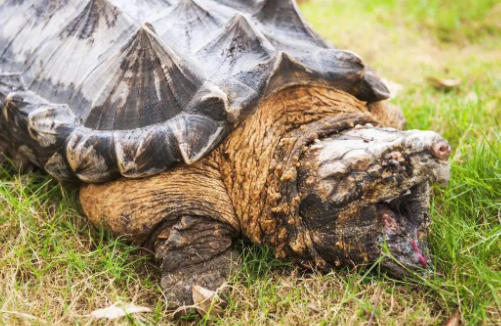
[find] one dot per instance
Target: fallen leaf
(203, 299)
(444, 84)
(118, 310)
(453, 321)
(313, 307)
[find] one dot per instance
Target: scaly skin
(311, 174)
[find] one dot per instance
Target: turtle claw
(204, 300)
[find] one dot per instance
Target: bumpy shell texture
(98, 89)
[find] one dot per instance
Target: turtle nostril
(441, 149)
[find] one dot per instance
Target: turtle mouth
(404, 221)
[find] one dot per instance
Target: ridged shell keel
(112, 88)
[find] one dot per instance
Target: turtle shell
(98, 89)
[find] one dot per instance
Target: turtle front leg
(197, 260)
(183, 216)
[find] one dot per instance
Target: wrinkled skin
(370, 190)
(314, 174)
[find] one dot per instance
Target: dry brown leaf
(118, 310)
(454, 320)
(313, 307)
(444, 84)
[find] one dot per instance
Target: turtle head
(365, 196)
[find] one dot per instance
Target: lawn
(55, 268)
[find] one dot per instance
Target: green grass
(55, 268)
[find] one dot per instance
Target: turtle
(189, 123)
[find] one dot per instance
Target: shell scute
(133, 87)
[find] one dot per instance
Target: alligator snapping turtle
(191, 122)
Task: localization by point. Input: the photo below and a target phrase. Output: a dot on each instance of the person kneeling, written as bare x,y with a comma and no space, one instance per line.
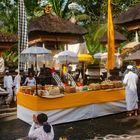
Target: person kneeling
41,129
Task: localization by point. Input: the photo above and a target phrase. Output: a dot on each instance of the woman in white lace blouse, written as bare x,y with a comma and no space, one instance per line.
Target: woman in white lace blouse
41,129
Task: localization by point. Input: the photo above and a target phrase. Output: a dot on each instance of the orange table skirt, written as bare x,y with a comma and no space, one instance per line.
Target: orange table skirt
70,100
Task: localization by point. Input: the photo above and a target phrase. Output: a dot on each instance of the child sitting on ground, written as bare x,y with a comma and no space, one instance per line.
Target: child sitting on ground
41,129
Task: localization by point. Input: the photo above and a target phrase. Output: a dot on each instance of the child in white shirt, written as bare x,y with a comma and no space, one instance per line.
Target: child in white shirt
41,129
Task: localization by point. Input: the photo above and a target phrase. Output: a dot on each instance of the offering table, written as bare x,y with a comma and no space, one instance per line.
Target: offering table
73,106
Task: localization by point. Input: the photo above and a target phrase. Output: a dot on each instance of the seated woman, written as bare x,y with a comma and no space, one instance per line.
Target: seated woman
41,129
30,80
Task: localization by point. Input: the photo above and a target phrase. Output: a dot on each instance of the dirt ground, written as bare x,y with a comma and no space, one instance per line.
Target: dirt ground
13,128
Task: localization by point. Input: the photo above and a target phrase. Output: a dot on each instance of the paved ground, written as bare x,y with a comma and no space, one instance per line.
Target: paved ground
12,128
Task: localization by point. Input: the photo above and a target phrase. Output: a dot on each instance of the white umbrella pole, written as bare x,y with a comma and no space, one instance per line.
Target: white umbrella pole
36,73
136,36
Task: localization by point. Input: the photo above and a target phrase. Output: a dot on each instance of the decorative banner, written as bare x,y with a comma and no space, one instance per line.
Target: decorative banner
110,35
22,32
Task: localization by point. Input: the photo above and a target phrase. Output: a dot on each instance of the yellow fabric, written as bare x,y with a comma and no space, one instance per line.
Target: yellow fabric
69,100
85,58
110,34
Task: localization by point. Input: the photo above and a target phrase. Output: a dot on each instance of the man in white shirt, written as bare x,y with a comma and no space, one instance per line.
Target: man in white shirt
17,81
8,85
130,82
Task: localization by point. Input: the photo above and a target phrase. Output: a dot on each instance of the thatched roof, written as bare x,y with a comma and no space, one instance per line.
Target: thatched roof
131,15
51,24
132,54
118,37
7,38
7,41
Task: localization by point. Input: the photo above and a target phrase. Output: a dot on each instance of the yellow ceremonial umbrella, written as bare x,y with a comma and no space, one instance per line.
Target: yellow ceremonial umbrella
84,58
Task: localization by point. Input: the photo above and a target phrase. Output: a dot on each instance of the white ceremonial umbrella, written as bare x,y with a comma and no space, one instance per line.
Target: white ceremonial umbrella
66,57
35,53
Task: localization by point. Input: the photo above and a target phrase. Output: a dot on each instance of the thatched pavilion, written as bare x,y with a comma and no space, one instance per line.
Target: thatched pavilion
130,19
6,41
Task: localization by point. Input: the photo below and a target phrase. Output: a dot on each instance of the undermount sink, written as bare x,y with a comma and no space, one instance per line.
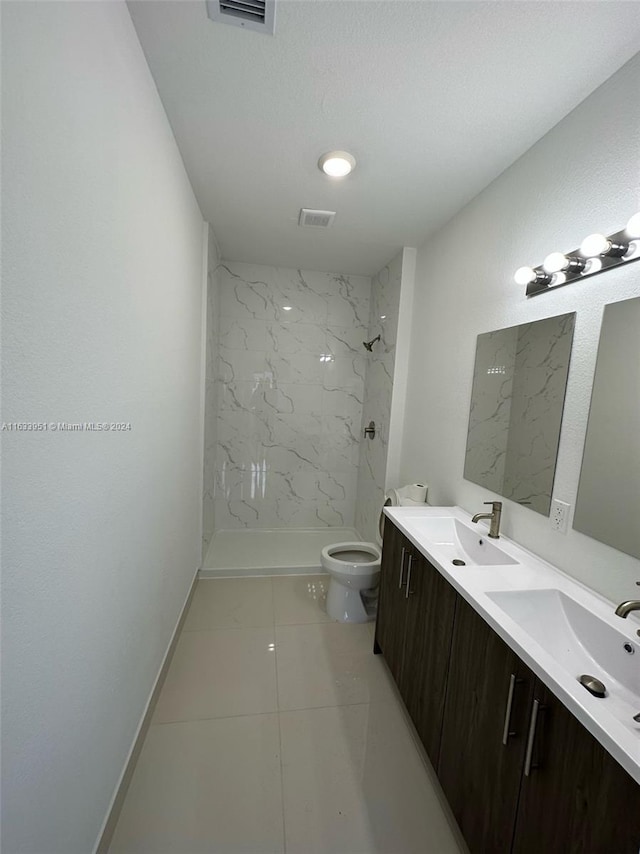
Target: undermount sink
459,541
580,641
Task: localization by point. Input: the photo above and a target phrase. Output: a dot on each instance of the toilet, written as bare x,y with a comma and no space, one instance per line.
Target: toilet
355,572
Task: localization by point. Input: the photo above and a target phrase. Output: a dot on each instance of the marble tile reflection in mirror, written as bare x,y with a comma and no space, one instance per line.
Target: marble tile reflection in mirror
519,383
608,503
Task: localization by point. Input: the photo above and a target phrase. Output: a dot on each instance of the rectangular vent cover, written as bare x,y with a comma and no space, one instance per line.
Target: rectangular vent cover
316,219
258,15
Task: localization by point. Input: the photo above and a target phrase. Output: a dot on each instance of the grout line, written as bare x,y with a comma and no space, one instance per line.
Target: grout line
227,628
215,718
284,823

...

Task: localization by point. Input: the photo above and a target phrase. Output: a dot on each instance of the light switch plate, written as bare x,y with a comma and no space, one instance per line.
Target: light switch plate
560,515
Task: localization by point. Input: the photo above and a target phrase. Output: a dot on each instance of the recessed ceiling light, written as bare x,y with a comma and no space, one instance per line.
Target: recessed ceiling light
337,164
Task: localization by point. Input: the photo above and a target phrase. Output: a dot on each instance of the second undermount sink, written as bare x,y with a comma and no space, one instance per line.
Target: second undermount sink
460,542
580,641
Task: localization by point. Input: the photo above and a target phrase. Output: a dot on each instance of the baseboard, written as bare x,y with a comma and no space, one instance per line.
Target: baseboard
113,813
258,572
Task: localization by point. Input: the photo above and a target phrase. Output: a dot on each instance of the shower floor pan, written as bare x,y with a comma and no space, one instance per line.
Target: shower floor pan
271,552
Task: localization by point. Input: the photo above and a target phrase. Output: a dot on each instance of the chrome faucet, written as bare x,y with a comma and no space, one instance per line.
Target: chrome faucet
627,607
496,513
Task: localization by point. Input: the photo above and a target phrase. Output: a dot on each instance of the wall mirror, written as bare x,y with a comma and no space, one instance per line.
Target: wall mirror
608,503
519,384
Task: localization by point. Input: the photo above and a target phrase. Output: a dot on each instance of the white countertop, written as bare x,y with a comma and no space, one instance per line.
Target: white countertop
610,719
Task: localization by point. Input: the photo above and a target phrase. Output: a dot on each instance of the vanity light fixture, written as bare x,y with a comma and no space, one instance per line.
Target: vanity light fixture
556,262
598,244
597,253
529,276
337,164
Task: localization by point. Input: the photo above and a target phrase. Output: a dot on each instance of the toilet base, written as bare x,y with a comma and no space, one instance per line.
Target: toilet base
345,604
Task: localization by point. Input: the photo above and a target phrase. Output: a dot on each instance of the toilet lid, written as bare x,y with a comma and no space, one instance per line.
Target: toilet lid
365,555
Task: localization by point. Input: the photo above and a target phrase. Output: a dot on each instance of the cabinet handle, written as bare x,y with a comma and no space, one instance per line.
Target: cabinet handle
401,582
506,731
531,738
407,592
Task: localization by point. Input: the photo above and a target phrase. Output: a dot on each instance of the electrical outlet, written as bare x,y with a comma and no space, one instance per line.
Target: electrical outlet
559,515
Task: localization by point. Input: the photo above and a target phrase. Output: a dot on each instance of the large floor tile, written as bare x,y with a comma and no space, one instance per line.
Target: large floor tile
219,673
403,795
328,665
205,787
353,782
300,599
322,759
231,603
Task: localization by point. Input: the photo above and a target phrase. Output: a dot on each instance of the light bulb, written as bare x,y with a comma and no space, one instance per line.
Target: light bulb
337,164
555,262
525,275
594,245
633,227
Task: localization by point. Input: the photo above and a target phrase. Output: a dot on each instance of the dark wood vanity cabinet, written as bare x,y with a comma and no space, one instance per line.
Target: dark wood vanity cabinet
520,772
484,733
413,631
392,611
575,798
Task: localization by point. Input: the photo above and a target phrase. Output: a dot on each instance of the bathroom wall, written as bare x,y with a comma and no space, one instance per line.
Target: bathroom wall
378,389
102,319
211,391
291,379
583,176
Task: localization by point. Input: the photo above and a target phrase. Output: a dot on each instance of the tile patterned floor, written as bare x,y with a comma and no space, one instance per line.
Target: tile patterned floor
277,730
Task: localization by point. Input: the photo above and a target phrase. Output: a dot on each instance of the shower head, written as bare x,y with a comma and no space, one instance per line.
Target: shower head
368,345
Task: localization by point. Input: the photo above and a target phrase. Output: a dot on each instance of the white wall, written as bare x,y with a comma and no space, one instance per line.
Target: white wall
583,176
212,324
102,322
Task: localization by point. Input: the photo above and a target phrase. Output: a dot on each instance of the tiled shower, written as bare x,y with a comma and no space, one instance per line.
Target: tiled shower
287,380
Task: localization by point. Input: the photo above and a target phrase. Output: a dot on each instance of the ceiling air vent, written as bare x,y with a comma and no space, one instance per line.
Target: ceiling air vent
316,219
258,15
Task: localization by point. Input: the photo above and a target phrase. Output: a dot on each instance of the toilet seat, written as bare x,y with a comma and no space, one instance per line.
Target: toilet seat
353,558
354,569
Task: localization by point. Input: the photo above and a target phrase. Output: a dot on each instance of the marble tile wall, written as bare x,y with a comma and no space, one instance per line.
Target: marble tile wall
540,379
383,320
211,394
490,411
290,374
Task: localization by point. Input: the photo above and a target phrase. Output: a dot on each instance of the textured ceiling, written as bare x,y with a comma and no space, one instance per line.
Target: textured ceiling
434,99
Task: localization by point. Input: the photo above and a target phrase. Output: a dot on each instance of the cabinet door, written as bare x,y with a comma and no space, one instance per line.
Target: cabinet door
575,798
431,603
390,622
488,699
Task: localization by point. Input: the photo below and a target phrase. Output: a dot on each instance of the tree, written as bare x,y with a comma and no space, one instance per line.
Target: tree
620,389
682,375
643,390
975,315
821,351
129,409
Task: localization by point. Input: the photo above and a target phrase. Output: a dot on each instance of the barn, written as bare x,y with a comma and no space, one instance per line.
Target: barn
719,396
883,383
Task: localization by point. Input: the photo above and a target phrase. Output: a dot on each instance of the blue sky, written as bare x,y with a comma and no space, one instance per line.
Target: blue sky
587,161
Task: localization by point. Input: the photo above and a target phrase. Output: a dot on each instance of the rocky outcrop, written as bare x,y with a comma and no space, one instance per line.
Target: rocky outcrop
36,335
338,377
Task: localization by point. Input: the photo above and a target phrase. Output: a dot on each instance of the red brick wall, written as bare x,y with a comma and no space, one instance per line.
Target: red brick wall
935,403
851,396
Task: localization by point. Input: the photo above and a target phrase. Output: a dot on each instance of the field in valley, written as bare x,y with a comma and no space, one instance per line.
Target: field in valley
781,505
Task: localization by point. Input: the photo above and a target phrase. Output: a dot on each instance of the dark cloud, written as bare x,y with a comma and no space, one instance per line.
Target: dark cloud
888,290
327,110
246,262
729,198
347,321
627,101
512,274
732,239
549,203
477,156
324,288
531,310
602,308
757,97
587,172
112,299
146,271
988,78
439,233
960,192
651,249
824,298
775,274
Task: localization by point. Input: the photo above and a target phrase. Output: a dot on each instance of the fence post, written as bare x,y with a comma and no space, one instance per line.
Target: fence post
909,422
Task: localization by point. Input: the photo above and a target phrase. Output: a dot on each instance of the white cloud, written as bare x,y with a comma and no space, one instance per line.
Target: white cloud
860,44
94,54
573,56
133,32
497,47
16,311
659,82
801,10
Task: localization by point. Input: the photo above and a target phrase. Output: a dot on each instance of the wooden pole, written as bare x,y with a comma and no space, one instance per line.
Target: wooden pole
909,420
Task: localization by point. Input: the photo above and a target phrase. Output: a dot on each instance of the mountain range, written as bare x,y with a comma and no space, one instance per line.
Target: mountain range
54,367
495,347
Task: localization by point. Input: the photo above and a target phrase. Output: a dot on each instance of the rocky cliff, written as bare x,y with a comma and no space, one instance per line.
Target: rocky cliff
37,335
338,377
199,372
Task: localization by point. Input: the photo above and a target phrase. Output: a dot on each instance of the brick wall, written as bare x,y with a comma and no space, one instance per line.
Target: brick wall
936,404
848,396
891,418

EXERCISE AIM - Working from the material above, retype exactly the lines from the one with "white cloud, written" through the one with "rocky cliff, written", both included, and only those lines.

RESULT FOR THIS EXERCISE -
Task: localization by point. Input: the photo above and a target phrase. Output: a dot on each instance of the white cloud, written as bare x,y with a comma and no space, one instance per line.
Target: white cloud
860,44
94,54
573,56
133,32
497,47
16,311
659,82
801,10
Task: localization by point. Input: the photo above and a target phrase. Output: a dot on each instance of the wooden pole, written as bare x,y with a comma and no space, one instance per line.
Target: wooden pole
909,420
Task: localization by point. Input: the photo above and a target phrase. Output: a dot on each instance of the mountain range, written as bare x,y with a comma and no space, one instance per line.
Target: mountain range
54,367
495,347
Task: localization by point. Input: the photo above and a target phrase. Output: a dot on each instance of the rocky cliff, written as bare x,y with a comma and no space, one instance per line.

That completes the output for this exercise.